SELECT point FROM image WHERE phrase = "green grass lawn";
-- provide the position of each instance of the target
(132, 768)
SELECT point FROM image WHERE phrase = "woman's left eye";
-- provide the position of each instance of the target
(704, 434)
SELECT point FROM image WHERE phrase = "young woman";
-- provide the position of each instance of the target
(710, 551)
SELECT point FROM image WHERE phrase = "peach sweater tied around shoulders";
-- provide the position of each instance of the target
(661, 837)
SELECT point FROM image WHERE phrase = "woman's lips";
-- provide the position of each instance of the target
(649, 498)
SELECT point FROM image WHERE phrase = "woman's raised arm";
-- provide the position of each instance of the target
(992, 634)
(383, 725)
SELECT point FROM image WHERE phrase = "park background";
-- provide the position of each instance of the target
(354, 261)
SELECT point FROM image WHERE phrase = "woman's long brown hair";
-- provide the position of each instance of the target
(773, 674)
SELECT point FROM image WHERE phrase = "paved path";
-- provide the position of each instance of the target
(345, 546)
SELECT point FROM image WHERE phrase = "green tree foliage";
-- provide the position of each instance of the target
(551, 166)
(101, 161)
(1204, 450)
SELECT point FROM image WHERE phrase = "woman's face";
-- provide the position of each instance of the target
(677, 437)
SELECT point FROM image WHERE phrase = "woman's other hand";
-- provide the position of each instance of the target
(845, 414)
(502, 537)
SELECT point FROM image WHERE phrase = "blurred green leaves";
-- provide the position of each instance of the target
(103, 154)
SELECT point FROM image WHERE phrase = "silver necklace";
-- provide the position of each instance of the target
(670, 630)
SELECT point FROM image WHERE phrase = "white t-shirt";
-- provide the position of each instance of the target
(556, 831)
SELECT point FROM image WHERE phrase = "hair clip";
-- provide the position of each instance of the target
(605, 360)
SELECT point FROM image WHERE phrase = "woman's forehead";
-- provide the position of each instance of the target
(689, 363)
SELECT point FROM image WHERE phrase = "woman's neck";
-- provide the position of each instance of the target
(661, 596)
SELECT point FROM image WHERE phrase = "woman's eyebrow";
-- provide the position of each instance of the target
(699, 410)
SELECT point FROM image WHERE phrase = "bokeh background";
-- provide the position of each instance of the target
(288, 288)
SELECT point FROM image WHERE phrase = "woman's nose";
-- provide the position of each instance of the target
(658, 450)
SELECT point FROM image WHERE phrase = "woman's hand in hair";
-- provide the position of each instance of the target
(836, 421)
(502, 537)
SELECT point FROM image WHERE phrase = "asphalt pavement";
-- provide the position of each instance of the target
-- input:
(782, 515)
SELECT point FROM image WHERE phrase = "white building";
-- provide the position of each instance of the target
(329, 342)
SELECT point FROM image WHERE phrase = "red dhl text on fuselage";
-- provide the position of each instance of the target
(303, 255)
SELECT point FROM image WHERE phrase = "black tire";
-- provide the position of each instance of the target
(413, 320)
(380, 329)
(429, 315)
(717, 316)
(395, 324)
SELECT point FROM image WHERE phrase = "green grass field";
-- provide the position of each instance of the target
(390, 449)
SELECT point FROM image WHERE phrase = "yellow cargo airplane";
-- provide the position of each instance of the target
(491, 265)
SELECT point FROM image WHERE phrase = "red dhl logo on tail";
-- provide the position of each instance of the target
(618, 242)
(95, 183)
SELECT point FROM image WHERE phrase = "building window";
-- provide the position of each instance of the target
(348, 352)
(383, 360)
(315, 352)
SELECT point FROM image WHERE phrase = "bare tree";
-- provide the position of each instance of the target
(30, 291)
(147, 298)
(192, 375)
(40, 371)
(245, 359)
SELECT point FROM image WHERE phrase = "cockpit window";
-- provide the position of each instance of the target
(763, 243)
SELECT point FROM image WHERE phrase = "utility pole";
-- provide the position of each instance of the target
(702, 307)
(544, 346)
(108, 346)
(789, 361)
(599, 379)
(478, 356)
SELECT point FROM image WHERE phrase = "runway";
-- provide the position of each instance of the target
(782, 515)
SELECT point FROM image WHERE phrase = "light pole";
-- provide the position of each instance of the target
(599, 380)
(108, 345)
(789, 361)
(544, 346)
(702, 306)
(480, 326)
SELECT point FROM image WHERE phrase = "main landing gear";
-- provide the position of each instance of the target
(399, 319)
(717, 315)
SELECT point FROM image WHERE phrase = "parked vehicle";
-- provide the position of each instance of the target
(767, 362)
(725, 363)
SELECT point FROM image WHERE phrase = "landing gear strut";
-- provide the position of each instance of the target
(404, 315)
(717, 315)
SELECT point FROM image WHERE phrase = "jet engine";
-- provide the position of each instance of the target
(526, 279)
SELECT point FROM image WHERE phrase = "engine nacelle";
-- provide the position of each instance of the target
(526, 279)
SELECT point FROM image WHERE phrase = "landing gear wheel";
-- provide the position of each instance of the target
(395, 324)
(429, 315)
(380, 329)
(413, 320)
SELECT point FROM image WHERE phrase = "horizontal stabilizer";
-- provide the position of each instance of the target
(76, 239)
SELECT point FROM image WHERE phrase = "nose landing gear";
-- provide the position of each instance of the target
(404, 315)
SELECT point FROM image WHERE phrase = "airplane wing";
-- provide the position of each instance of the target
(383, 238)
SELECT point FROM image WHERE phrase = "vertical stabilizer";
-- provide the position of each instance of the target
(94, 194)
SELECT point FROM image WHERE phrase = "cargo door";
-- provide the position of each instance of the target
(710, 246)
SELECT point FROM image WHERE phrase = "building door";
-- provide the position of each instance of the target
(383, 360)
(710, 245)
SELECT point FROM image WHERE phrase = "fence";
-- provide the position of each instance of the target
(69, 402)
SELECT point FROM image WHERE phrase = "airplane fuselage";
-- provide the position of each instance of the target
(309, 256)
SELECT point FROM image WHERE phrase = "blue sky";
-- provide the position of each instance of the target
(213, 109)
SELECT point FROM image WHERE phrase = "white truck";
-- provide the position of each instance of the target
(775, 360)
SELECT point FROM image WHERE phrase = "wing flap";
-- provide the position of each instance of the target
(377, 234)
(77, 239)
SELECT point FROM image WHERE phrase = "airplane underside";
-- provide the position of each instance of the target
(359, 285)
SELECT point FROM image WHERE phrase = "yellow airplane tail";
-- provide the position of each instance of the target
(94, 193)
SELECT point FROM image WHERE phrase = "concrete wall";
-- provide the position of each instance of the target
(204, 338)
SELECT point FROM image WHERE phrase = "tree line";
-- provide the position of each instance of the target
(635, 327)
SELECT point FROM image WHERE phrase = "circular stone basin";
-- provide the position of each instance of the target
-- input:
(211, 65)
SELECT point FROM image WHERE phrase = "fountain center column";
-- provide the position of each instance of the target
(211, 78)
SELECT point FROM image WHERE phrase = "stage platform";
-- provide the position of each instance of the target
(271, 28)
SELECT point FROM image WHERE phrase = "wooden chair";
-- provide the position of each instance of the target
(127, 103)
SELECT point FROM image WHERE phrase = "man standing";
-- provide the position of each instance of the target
---*---
• [GIVEN REQUEST] Copy out each line of the data above that contains the string "tree". Case counts when matching.

• [EXERCISE SOLUTION]
SELECT point FROM image WHERE phrase = "green tree foliage";
SELECT point FROM image WHERE phrase = "bare tree";
SELECT point FROM image WHERE phrase = "tree line";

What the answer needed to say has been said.